Text segment —
Don’t look to the future for the origins of robot; look to the past. In what is now the Czech Republic, serfdom—the practice of forcing peasants to work the land of the aristocracy in return for their protection—wasn’t fully abolished until the 1840s, when the revolutions that were sweeping Europe convinced the aristocracy to fully emancipate the peasants. That legacy of forced labor left behind a word in Czech, robota, which refers to the type of work performed by serfs and is related to a word meaning “slave” that is still in use in Russian.

That word was on the top of the mind for writer Karel Čapek in 1917. Čapek was a forward-thinking satirist who was obsessed with ethical questions about industry, national identity, and human beings throughout his short life. Along with his brother, Josef, he questioned everything about modernism, from consumerism to politics to the changing nature of artistic expression itself.

It’s no surprise, then, that the work that made Čapek’s name as a playwright and writer was about the idea of machines destroying human civilization. After his brother coined the term “robot” from robota, he wrote a play called R.U.R, or “Rossum’s Universal Robots.” Its plot is both hilarious and chilling, following a robot rebellion from its roots at an industrial factory to its decimation of all human beings on Earth except one.

Requirement 1 — In the passage on the word "robot," who coined the term from robota?
Requirement 2 — Decide whether each statement agrees with the passage on the word "robot," and quote the words that settle it: (a) Serfdom in what is now the Czech Republic was fully abolished in the 1840s. (b) In the plot of R.U.R., every human being on Earth is wiped out. (c) The word related to robota that means "slave" is still used in Russian.
The entries aren't needed for this work.

(Excerpts from location labeling data)
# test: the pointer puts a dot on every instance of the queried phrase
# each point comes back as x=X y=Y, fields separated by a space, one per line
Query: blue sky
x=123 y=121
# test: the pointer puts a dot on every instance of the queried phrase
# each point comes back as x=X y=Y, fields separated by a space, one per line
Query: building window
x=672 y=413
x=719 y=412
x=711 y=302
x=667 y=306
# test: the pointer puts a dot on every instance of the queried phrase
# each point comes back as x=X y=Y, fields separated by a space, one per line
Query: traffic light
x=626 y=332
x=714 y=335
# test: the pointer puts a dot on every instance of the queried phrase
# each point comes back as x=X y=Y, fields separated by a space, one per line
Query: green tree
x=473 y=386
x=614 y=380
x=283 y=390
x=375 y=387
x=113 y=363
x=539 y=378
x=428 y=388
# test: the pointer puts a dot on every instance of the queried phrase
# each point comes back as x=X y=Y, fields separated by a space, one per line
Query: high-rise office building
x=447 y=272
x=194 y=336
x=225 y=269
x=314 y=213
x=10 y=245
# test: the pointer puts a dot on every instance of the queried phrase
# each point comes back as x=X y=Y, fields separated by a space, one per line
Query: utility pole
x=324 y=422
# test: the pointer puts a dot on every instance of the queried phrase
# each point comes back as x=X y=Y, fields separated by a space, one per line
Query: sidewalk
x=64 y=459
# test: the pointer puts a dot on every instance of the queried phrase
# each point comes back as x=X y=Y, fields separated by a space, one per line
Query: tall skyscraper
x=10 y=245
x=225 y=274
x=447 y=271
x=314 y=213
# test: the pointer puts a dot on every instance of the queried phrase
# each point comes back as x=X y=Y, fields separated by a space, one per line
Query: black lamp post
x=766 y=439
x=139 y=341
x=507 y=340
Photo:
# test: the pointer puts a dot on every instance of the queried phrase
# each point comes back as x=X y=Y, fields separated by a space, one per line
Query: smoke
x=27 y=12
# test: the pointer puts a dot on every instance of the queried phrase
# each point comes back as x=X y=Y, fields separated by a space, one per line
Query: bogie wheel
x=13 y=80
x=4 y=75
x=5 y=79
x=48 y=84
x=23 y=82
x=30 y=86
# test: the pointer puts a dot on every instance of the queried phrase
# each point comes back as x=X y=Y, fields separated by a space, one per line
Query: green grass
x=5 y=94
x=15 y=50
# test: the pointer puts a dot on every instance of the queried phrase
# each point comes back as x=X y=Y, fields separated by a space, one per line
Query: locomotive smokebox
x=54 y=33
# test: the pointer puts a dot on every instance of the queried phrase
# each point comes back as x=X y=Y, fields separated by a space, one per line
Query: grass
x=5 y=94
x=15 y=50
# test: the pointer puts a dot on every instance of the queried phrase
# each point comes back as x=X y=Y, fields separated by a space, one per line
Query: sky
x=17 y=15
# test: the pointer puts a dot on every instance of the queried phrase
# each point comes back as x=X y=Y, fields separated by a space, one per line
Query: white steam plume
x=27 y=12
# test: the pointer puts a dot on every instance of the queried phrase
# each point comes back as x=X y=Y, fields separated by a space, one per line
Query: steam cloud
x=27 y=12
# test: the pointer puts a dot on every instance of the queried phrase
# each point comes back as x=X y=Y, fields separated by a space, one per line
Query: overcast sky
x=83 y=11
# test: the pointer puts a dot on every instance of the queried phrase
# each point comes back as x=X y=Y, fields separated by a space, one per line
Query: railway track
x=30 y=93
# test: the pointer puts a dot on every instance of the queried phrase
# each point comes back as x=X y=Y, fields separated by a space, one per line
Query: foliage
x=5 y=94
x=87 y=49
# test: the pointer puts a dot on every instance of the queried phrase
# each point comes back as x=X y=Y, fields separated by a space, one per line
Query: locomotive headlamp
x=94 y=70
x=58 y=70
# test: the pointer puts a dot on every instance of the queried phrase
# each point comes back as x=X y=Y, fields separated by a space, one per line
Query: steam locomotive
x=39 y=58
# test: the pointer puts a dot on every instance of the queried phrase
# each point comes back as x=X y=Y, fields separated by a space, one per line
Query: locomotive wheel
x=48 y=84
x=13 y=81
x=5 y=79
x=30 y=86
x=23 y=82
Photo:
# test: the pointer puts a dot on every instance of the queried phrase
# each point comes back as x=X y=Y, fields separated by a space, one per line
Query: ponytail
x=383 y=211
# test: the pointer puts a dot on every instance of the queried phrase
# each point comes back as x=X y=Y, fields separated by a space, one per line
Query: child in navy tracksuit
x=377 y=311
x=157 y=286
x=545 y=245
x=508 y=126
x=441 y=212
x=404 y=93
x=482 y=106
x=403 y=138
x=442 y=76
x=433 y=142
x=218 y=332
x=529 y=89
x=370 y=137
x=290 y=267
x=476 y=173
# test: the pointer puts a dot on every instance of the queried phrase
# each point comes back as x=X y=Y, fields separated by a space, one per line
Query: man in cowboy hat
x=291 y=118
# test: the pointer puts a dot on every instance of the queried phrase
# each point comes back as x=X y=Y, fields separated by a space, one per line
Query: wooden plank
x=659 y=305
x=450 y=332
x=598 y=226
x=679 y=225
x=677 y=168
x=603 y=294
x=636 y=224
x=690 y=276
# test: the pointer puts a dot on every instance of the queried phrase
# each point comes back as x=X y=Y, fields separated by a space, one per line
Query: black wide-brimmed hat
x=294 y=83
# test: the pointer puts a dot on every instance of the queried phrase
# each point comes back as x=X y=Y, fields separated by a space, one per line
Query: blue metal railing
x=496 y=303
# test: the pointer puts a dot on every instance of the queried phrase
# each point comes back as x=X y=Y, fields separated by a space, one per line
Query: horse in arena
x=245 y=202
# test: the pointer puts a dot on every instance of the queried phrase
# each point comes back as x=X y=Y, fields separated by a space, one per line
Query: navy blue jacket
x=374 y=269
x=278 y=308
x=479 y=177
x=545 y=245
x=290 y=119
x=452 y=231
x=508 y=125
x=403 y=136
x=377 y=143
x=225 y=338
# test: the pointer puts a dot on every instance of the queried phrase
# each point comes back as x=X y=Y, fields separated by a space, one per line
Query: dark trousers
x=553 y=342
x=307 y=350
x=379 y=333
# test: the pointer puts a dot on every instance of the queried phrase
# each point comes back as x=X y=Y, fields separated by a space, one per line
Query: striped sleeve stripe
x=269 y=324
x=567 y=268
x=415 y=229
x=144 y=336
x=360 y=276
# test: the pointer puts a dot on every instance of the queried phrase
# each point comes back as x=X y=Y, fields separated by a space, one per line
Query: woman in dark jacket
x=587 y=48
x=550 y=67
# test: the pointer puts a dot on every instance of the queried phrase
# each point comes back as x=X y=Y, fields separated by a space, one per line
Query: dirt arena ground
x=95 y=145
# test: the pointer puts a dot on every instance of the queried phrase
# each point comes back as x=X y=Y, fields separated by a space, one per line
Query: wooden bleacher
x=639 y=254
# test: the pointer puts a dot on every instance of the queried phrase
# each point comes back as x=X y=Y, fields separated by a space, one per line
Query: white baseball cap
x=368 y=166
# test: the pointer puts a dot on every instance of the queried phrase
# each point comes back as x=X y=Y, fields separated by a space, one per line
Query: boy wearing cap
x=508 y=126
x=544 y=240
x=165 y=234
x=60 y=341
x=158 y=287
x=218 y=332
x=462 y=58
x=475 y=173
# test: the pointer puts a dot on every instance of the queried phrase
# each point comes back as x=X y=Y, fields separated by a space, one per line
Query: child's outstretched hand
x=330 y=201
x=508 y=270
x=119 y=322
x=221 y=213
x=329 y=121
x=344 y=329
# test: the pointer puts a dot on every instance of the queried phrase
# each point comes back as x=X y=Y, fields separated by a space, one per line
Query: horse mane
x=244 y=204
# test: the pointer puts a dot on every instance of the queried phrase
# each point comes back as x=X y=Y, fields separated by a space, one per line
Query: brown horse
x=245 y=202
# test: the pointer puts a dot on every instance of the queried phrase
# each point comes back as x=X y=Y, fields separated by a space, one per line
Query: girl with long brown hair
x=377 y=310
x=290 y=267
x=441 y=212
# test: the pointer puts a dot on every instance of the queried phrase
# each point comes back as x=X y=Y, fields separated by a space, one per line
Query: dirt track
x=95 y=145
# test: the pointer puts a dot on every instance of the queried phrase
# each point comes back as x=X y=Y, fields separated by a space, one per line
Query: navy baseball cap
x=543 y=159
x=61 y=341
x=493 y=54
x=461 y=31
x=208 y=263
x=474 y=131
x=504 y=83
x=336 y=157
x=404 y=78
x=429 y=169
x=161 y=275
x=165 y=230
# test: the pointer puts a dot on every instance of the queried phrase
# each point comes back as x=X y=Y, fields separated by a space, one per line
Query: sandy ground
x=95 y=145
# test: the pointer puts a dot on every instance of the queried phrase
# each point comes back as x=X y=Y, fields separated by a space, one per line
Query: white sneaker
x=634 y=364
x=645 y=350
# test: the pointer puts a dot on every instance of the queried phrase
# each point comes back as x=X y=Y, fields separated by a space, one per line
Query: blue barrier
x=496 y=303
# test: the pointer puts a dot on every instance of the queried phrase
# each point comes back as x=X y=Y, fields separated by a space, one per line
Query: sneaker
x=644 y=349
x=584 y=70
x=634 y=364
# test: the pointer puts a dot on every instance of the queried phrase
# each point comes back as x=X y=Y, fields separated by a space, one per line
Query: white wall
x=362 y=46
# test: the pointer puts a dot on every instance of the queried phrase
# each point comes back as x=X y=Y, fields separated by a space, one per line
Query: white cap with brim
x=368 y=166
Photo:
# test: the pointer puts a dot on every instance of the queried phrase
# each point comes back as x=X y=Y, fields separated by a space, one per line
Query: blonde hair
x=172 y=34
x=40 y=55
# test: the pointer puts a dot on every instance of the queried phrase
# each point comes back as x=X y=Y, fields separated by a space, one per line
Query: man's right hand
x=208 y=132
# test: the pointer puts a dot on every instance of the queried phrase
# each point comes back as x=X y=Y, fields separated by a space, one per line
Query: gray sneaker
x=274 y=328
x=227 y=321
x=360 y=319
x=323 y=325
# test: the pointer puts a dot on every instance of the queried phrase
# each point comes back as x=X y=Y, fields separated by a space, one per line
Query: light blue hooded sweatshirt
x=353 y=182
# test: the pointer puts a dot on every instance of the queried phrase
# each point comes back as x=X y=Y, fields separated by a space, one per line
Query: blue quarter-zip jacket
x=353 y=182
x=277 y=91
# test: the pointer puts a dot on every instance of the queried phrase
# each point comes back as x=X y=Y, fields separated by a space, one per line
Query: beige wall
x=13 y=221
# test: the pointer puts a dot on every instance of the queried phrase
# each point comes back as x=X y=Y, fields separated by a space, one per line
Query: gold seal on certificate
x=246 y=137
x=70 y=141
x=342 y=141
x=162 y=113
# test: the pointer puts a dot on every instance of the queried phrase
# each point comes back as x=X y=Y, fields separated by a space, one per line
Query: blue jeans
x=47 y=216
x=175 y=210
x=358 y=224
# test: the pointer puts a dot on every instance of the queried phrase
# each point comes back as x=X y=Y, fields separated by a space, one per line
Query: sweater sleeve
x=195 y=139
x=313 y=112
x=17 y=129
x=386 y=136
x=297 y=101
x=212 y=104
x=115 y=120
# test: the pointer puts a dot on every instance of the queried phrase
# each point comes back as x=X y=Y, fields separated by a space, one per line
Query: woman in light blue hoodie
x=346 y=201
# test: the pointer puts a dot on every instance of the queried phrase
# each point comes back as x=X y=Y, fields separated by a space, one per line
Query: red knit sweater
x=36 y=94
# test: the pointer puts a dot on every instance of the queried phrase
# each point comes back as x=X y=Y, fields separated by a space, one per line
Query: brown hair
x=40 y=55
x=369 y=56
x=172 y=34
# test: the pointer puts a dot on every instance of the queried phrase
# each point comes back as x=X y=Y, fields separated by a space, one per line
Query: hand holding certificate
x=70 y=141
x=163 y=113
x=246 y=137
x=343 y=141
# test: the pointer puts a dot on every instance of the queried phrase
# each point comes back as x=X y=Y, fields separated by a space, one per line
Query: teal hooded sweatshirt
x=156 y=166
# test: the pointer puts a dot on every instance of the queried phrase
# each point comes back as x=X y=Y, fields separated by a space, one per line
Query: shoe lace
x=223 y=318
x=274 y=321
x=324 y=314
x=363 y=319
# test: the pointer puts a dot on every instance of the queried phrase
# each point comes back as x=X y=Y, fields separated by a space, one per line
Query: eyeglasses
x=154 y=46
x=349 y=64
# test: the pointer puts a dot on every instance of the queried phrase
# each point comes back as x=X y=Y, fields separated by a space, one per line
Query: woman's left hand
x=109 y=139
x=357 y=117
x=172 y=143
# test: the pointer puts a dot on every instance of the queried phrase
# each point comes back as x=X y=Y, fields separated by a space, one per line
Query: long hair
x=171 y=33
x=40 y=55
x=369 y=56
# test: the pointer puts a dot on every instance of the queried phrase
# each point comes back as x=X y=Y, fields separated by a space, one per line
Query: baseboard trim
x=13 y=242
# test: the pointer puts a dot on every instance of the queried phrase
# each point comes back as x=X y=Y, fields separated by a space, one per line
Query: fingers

Complete response 1 — Karel Čapek's brother, Josef.

Complete response 2 —
(a) Yes: "wasn’t fully abolished until the 1840s"
(b) No: "its decimation of all human beings on Earth except one"
(c) Yes: "is related to a word meaning “slave” that is still in use in Russian"